> Problem set
- a) From the profile of Price, transcribe the passage starting with "Last year’s infighting" and going on through "his right flank.".
- b) According to the profile of Price, why does Price worry about Kevin McCarthy becoming speaker? Answer in one to three sentences.

Instead, Price has exerted a significant, behind-the-scenes influence over causes like promoting democracy abroad and pushing changes to federal campaign finance laws. You know that tagline at the end of political ads — the one where candidates say they approved this message? That was his idea.

“He’s got his fingerprints all over a lot of things,” said Thomas Mills, a North Carolina political strategist and blogger.

Price hasn’t lost the youthful idealism that brought him to that Senate gallery in 1964. “You’re not going to find me taking cheap shots at government,” he said.

But he agonizes about how dysfunctional Congress has become, to the point where compromise is growing impossible. “Some degree of bipartisan cooperation is essential if we’re going to run our government,” he said dryly.

He warned that some Republicans want to roll back the civil rights agenda that brought him into politics in the 1960s — to the point where, he said, the U.S. is in “real danger” of entering a new Jim Crow era.

In 2013, the Supreme Court effectively struck down the heart of the Voting Rights Act, freeing states with a history of racial discrimination from requirements that they clear any material changes to their voting laws with the Justice Department.

The ruling immediately set off a wave of laws in Republican-led states that restricted voting rights. In 2016, a federal judge said that G.O.P. lawmakers in North Carolina had written the state’s voter I.D. law with “almost surgical precision” to discriminate against Black voters.

“The evidence just couldn’t be clearer that months after preclearance was gone, it was ‘Katie, bar the door,’” Price said.

The only reliable way to defeat such efforts is for Democrats to win elections, Price argues.

Last year’s infighting over the Build Back Better Act, a mammoth piece of legislation that was rejected by two Democratic senators, didn’t help.

“We can never make a binary choice between turning out our base and appealing to swing voters,” he said. “We will not succeed if we don’t figure out how to do both.”

Part of the Democratic Party’s problem, he said, is the discomfort many on the left feel about promoting the party’s successes when there’s always more work to do.

“I often think about how Trump did this,” Price said. “He just bragged about his achievements, however illusory.”

“I’m not suggesting we do that,” he hastened to add. “But I do envy the ability to do it.”

As he leaves Congress, Price worries about what might happen if Kevin McCarthy, the minority leader, takes over as speaker, given “the kind of forces he’s going to be beholden to” on his right flank.

“I want to see a healthy, right-of-center Republican Party,” Price insisted. “So much of it just seems nihilistic these days.”

> Items
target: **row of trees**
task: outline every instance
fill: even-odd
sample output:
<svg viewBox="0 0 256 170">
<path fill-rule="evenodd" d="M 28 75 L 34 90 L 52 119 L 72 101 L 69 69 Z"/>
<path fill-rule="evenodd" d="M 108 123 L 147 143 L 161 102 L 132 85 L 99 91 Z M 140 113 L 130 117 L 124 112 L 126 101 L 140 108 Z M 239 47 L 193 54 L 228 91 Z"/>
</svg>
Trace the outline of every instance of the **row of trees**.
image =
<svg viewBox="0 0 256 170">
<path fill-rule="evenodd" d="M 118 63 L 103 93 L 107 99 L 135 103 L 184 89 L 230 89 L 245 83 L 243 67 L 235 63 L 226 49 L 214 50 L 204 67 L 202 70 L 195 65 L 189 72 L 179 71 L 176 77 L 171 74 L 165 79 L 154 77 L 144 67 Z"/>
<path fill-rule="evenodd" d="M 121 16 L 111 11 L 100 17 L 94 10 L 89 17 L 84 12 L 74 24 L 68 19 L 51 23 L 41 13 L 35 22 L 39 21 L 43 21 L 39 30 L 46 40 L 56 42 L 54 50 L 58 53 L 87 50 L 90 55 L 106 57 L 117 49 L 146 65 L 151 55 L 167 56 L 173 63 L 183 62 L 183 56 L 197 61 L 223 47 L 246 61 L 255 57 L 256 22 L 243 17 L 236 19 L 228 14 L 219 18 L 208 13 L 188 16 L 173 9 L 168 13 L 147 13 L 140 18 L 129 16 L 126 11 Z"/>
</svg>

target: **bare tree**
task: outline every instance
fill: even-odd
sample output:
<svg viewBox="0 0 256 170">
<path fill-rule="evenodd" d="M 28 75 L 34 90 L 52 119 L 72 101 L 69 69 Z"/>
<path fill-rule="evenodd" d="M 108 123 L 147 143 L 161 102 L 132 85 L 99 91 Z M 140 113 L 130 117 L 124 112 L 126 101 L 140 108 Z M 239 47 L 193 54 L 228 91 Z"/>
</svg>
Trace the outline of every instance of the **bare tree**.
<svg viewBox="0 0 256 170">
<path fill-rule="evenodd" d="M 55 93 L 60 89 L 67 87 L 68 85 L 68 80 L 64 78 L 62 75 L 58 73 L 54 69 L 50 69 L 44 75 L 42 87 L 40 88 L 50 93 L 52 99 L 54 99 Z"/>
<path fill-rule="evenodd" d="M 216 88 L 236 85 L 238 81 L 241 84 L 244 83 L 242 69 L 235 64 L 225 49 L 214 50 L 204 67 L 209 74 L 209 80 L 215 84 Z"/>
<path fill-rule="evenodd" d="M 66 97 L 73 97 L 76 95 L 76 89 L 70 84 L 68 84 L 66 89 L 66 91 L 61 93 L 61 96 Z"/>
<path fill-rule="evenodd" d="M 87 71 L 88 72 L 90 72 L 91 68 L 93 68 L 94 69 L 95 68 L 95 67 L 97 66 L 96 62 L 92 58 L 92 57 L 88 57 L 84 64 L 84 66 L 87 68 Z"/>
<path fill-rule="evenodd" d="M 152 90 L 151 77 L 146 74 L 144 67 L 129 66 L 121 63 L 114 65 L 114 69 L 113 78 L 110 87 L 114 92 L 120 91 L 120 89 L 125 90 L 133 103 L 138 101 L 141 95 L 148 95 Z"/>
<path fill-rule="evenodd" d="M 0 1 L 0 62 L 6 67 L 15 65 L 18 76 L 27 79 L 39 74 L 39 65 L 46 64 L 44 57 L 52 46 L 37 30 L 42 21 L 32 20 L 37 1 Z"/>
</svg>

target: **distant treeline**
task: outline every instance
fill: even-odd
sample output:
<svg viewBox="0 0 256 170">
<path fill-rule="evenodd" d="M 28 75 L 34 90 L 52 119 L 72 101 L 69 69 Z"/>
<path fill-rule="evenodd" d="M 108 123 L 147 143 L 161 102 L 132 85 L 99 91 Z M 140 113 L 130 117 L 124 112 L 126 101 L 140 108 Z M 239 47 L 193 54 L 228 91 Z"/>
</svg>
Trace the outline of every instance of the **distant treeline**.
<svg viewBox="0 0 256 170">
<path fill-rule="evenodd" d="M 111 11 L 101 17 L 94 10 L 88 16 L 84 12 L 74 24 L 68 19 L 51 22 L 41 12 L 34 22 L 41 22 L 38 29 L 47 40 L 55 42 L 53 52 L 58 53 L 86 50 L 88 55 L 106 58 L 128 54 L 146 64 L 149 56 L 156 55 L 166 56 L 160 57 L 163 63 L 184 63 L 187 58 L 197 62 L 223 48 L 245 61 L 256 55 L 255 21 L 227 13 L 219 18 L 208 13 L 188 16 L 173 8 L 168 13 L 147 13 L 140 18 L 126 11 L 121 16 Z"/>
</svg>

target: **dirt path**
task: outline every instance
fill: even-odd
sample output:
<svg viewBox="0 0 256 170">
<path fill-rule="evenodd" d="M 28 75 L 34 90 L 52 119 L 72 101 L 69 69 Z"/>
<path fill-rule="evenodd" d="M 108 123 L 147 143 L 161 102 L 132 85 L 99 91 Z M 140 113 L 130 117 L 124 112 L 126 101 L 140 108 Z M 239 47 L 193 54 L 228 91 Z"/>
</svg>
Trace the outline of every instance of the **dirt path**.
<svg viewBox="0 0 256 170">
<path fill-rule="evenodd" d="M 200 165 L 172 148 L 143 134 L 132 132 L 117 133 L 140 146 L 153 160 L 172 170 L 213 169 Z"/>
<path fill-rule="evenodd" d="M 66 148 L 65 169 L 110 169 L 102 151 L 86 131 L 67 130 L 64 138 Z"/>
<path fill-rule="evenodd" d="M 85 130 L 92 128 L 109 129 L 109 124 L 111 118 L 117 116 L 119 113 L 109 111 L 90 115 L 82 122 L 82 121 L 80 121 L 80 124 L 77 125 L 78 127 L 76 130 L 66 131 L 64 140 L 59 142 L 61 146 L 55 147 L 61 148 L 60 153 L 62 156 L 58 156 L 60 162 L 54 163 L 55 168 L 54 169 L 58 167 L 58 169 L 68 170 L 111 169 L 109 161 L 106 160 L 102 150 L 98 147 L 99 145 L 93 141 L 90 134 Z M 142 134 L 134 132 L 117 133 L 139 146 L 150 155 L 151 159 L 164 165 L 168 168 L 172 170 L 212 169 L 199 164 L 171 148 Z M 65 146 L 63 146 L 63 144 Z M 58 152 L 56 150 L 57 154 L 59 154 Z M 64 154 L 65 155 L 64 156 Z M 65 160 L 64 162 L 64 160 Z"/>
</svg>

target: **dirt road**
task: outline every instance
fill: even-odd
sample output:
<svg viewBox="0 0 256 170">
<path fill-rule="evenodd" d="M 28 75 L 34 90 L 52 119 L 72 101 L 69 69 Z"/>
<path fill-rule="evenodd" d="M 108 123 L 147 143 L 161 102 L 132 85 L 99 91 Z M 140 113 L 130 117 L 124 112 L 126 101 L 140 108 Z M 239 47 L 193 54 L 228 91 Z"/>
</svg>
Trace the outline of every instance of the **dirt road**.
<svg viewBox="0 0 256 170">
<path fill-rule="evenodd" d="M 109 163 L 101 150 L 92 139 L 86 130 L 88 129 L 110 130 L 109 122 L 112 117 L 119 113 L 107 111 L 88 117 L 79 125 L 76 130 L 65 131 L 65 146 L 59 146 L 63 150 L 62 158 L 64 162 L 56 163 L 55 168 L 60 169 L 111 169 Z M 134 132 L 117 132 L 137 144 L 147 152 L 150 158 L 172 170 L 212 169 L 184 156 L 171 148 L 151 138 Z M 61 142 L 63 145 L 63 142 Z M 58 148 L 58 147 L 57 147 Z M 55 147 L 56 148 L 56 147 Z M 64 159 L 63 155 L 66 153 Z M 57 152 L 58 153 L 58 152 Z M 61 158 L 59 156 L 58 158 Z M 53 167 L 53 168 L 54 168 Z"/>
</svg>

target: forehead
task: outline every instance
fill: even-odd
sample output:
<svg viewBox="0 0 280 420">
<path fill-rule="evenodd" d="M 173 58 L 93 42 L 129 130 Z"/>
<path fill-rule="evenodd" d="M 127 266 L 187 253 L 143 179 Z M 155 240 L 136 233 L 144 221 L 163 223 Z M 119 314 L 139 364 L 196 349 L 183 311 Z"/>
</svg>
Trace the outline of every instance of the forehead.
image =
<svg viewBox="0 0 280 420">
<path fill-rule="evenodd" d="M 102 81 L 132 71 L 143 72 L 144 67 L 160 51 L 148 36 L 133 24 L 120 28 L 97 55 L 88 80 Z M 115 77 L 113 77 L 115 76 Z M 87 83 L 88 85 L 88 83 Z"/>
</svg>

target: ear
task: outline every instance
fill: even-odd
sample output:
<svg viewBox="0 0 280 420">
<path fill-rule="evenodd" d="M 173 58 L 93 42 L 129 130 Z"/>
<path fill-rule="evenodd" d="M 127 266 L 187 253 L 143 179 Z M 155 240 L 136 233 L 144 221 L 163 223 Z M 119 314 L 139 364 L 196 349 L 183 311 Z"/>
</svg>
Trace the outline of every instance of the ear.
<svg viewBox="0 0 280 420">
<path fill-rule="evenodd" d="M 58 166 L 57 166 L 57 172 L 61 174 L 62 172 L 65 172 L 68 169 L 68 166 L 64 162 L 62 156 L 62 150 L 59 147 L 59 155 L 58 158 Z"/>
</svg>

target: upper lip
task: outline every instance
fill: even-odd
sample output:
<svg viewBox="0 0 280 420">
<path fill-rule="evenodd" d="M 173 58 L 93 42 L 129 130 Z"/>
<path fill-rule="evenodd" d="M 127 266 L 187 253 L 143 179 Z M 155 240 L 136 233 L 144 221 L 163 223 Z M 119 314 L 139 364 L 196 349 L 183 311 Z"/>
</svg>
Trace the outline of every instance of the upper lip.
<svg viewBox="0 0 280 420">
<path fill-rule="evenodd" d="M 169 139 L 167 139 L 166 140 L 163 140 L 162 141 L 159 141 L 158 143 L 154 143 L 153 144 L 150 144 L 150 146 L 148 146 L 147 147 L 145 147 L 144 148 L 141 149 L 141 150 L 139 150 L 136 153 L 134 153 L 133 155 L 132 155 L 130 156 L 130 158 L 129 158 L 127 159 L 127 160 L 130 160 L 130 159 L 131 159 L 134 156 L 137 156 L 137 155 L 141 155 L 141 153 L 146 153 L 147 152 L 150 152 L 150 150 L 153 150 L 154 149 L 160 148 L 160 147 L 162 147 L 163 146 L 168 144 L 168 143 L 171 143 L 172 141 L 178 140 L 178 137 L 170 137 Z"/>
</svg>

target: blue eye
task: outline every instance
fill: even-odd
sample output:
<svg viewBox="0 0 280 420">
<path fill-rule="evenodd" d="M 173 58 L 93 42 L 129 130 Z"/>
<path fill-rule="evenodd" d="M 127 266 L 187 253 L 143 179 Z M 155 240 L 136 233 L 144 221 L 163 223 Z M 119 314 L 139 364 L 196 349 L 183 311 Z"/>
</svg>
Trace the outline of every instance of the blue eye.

> Outputs
- a)
Last year’s infighting over the Build Back Better Act, a mammoth piece of legislation that was rejected by two Democratic senators, didn’t help.

“We can never make a binary choice between turning out our base and appealing to swing voters,” he said. “We will not succeed if we don’t figure out how to do both.”

Part of the Democratic Party’s problem, he said, is the discomfort many on the left feel about promoting the party’s successes when there’s always more work to do.

“I often think about how Trump did this,” Price said. “He just bragged about his achievements, however illusory.”

“I’m not suggesting we do that,” he hastened to add. “But I do envy the ability to do it.”

As he leaves Congress, Price worries about what might happen if Kevin McCarthy, the minority leader, takes over as speaker, given “the kind of forces he’s going to be beholden to” on his right flank.

- b) Price worries because of "the kind of forces" McCarthy would be "beholden to" on his right flank. McCarthy, the minority leader, could take over as speaker as Price leaves Congress.